(Rows from a pointing dataset)
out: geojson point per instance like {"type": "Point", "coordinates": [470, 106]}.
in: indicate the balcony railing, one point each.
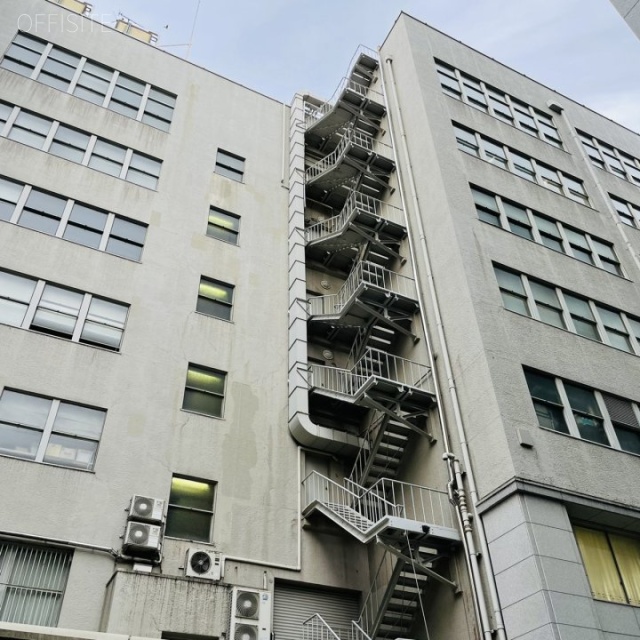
{"type": "Point", "coordinates": [351, 136]}
{"type": "Point", "coordinates": [314, 113]}
{"type": "Point", "coordinates": [357, 202]}
{"type": "Point", "coordinates": [374, 363]}
{"type": "Point", "coordinates": [384, 498]}
{"type": "Point", "coordinates": [367, 273]}
{"type": "Point", "coordinates": [316, 628]}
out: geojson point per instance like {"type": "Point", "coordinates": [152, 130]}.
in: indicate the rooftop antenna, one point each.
{"type": "Point", "coordinates": [193, 28]}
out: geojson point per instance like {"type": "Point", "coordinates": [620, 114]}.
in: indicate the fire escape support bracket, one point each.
{"type": "Point", "coordinates": [374, 404]}
{"type": "Point", "coordinates": [418, 566]}
{"type": "Point", "coordinates": [378, 243]}
{"type": "Point", "coordinates": [386, 320]}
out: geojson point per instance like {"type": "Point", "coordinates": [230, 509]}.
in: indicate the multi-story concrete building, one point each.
{"type": "Point", "coordinates": [362, 368]}
{"type": "Point", "coordinates": [630, 11]}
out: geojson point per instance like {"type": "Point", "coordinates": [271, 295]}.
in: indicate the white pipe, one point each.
{"type": "Point", "coordinates": [473, 556]}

**Exercise description**
Pictures are excluded; copy all other data exactly as shown.

**Exercise output**
out: geojson point per instance like {"type": "Point", "coordinates": [470, 106]}.
in: indicate the balcony railing, one point each.
{"type": "Point", "coordinates": [351, 136]}
{"type": "Point", "coordinates": [314, 113]}
{"type": "Point", "coordinates": [357, 202]}
{"type": "Point", "coordinates": [374, 363]}
{"type": "Point", "coordinates": [384, 498]}
{"type": "Point", "coordinates": [367, 273]}
{"type": "Point", "coordinates": [316, 628]}
out: geojson point per instance like {"type": "Point", "coordinates": [152, 130]}.
in: indicate the rooftop antenna, one point each.
{"type": "Point", "coordinates": [193, 28]}
out: geojson point per instance like {"type": "Point", "coordinates": [620, 114]}.
in: indicate the fire escape support bracket, one point each.
{"type": "Point", "coordinates": [374, 404]}
{"type": "Point", "coordinates": [418, 566]}
{"type": "Point", "coordinates": [378, 243]}
{"type": "Point", "coordinates": [386, 320]}
out: geojson point per instance like {"type": "Point", "coordinates": [230, 509]}.
in: indicate the multi-story concrete building, one point each.
{"type": "Point", "coordinates": [362, 368]}
{"type": "Point", "coordinates": [630, 11]}
out: geojson point per instance like {"type": "Point", "coordinates": [271, 295]}.
in: indicate the white pipe, one point each.
{"type": "Point", "coordinates": [473, 556]}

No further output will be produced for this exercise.